[Position identification records]
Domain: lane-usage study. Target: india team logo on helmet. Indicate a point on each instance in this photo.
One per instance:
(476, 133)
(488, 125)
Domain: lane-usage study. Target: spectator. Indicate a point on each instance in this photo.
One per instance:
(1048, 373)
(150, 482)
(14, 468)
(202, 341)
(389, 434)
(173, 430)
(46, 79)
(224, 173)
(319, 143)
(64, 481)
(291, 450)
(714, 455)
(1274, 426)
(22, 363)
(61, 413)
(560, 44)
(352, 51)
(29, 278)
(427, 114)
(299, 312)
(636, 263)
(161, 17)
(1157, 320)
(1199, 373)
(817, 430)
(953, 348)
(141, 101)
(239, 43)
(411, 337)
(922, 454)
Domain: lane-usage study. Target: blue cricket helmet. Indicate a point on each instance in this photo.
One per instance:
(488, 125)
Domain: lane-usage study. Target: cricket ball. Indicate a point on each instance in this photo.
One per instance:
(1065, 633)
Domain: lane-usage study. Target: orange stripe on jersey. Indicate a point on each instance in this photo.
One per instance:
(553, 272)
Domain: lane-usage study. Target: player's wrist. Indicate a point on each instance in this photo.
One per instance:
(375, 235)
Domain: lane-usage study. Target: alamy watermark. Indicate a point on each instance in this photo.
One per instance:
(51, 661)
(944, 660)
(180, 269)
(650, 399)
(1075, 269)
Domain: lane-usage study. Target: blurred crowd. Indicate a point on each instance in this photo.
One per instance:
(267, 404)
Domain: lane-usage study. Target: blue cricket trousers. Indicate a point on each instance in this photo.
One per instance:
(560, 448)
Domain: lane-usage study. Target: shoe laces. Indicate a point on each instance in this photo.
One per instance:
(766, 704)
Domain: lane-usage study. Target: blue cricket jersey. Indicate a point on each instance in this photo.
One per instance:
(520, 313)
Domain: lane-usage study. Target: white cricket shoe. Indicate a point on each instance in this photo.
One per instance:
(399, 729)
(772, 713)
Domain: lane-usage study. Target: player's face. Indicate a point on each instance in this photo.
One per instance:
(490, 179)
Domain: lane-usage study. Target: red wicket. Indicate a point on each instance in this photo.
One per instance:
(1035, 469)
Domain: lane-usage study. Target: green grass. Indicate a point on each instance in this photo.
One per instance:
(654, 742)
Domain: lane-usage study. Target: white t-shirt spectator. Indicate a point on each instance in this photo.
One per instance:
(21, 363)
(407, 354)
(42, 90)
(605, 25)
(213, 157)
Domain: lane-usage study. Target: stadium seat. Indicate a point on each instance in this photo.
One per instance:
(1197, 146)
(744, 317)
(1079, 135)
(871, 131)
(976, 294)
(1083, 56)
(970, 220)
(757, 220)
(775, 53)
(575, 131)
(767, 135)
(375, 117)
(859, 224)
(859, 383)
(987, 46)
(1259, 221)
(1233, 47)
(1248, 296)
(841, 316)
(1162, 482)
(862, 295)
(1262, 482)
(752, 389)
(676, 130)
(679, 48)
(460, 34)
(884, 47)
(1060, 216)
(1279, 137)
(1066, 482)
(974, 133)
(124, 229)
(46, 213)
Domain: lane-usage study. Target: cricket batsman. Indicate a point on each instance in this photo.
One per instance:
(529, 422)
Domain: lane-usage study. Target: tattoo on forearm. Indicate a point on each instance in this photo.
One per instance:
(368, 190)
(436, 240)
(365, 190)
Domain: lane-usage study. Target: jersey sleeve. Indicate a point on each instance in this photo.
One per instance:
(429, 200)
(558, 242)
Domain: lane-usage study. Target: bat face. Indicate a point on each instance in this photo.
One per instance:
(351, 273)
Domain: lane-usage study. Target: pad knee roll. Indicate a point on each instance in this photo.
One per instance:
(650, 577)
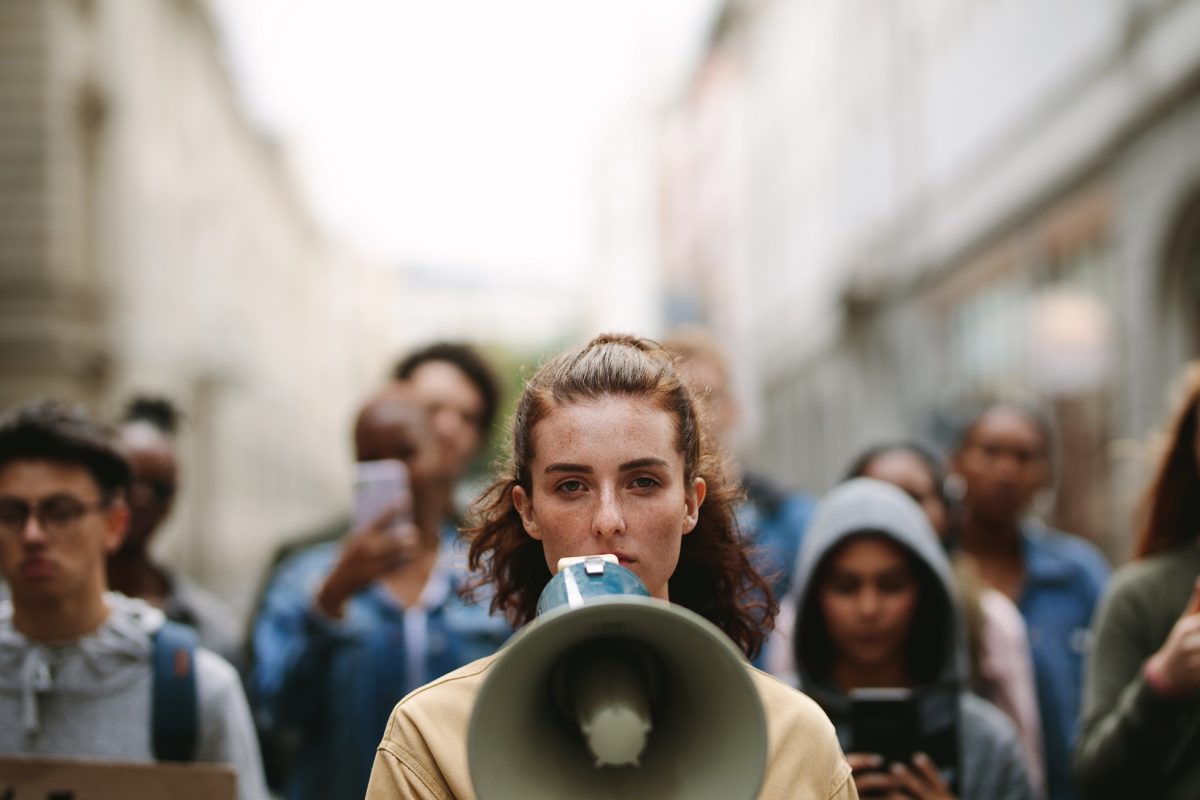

* [Stated task]:
Report every line of the listing above that contains the word "face".

* [Result of this exercise]:
Domain: lane-usage study. Target: player's face. Indicate a point on each instance in this photo.
Domain: lane-usage study. Target: bat face. Indicate a point on each instance in this photo.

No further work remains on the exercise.